WHAT YOU HAVE TO DO: Return the full article about the Racine doctor's drug charges word for word.

TEXT PROVIDED START

RACINE — A physician accused of stalking an ex-girlfriend now is charged with 61 counts of felony drug distribution, alleged to have been over-prescribing Adderall, oxycodone and weight-loss drugs.
Dr. Nedal Mejalli, 57, of Racine, was a family practice doctor and a hospitalist for Froedtert South until spring 2019 when he was charged with stalking a 22-year-old woman who worked as a certified nursing assistant at Froedtert Kenosha Hospital, 6308 Eighth Ave.
The woman in that case told police she had been in a consensual relationship with Mejalli in 2018, but said he had been stalking her and harassing her since a breakup.
The criminal charges were filed in March 2019 after he was alleged to have approached the woman in the hospital cafeteria and threatened to kill her.
According to the criminal complaint for the new charges, the drug investigation began at about the same time as police were investigating the stalking complaint.
The complaint states that the federal Drug Enforcement Administration began investigating “suspicious prescribing practices” by Mejalli in February 2019 based on information received from the Wisconsin Department of Justice.
Among the people named in the complaint for the drug charges is the same woman named as the victim in the stalking case. She told a federal investigator and a Kenosha police detective that Mejalli “regularly took Adderall with vodka and kept Adderall in his pockets.”
The criminal counts in the complaint are related to prescriptions allegedly written to three other women. One of the three said she was a heroin and prescription painkiller addict who met Mejalli when she was a dancer at a strip club, telling investigators he wrote her prescriptions and would send a man to bring her pills when she was “dope sick.”
The attorney representing Mejalli on the drug charges could not be reached for comment.
The complaint cites three women who allegedly received prescription drugs from Mejalli, including the dancer and two women who were health care workers.
One woman, named in 27 counts, told investigators she worked as a medical assistant for Mejalli and that he offered her Adderall to help her with studying at school.

TEXT PROVIDED END
RECORDED INFORMATION START

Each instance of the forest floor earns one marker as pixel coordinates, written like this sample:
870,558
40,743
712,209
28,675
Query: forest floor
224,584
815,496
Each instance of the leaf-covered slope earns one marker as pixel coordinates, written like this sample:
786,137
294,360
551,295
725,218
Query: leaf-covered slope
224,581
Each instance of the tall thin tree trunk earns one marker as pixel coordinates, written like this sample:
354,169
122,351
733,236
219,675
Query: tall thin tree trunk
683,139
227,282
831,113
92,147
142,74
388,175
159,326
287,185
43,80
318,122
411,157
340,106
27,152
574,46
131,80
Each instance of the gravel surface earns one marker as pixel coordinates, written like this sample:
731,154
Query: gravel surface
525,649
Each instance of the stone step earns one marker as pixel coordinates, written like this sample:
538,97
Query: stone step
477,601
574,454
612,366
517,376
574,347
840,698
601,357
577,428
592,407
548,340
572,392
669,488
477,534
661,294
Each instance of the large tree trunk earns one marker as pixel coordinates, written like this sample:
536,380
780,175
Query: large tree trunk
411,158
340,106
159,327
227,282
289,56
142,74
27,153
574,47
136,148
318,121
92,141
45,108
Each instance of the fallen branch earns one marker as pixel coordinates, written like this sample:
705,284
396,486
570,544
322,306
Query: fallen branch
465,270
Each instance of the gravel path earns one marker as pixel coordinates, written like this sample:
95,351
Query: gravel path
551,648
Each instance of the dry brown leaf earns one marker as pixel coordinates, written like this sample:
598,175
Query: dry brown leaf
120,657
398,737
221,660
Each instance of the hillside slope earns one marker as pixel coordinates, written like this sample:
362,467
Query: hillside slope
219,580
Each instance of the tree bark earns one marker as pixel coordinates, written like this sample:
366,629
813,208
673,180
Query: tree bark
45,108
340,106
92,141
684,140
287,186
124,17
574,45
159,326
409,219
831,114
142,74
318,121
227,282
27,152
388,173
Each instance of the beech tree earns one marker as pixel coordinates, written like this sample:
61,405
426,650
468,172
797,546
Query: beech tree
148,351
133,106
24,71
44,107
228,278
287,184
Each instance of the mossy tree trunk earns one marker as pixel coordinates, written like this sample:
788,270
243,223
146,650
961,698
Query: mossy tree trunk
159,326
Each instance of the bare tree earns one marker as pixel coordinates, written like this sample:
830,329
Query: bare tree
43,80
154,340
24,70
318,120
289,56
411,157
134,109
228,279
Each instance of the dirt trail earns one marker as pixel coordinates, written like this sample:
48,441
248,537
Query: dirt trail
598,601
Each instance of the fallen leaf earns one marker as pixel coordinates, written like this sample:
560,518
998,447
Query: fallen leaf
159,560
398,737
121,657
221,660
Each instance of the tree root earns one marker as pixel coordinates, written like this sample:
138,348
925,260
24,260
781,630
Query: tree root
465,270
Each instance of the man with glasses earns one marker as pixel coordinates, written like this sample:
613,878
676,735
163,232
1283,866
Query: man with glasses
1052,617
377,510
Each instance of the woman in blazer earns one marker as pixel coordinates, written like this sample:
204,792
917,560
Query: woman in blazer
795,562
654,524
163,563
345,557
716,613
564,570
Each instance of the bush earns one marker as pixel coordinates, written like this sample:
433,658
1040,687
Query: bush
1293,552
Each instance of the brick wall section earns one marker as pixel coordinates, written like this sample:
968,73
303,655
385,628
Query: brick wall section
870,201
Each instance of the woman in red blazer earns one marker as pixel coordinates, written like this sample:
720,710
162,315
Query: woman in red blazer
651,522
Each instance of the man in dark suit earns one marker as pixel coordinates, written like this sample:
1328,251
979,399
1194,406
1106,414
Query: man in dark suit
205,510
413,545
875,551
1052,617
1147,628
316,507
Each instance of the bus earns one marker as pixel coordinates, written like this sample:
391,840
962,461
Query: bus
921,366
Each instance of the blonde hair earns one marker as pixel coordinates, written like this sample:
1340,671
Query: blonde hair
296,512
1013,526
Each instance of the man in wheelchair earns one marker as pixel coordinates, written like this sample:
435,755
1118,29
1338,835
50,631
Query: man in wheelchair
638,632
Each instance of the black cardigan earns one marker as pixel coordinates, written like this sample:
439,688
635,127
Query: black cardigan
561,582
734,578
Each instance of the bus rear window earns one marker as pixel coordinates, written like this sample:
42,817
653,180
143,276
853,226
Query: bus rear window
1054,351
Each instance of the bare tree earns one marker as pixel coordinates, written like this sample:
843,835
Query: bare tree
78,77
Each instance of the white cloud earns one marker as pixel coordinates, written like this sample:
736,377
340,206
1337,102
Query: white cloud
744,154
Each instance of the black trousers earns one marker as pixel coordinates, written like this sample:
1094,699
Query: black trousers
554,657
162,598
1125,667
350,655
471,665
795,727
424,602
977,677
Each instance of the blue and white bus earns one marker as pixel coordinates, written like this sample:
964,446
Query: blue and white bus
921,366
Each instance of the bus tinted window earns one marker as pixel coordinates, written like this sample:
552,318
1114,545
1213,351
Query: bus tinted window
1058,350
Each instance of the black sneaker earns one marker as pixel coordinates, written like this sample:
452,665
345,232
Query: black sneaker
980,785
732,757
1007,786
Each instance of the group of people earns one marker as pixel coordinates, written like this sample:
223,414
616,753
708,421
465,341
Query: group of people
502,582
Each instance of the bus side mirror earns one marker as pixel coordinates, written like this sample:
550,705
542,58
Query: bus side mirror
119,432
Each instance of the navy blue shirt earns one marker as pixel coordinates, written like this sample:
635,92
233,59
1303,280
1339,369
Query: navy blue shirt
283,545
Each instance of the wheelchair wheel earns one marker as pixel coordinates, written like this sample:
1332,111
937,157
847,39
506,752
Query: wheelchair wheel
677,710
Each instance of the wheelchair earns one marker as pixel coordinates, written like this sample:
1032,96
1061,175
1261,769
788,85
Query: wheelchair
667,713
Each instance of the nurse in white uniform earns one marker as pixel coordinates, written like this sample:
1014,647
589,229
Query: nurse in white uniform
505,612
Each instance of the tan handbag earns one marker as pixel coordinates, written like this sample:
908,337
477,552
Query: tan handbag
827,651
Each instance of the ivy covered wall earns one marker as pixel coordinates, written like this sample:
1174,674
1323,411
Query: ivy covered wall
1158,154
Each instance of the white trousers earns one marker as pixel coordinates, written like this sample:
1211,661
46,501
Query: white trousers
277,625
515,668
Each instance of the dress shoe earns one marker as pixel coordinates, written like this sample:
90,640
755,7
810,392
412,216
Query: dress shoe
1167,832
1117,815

RECORDED INFORMATION END

RESPONSE TO THIS TASK:
RACINE — A physician accused of stalking an ex-girlfriend now is charged with 61 counts of felony drug distribution, alleged to have been over-prescribing Adderall, oxycodone and weight-loss drugs.
Dr. Nedal Mejalli, 57, of Racine, was a family practice doctor and a hospitalist for Froedtert South until spring 2019 when he was charged with stalking a 22-year-old woman who worked as a certified nursing assistant at Froedtert Kenosha Hospital, 6308 Eighth Ave.
The woman in that case told police she had been in a consensual relationship with Mejalli in 2018, but said he had been stalking her and harassing her since a breakup.
The criminal charges were filed in March 2019 after he was alleged to have approached the woman in the hospital cafeteria and threatened to kill her.
According to the criminal complaint for the new charges, the drug investigation began at about the same time as police were investigating the stalking complaint.
The complaint states that the federal Drug Enforcement Administration began investigating “suspicious prescribing practices” by Mejalli in February 2019 based on information received from the Wisconsin Department of Justice.
Among the people named in the complaint for the drug charges is the same woman named as the victim in the stalking case. She told a federal investigator and a Kenosha police detective that Mejalli “regularly took Adderall with vodka and kept Adderall in his pockets.”
The criminal counts in the complaint are related to prescriptions allegedly written to three other women. One of the three said she was a heroin and prescription painkiller addict who met Mejalli when she was a dancer at a strip club, telling investigators he wrote her prescriptions and would send a man to bring her pills when she was “dope sick.”
The attorney representing Mejalli on the drug charges could not be reached for comment.
The complaint cites three women who allegedly received prescription drugs from Mejalli, including the dancer and two women who were health care workers.
One woman, named in 27 counts, told investigators she worked as a medical assistant for Mejalli and that he offered her Adderall to help her with studying at school.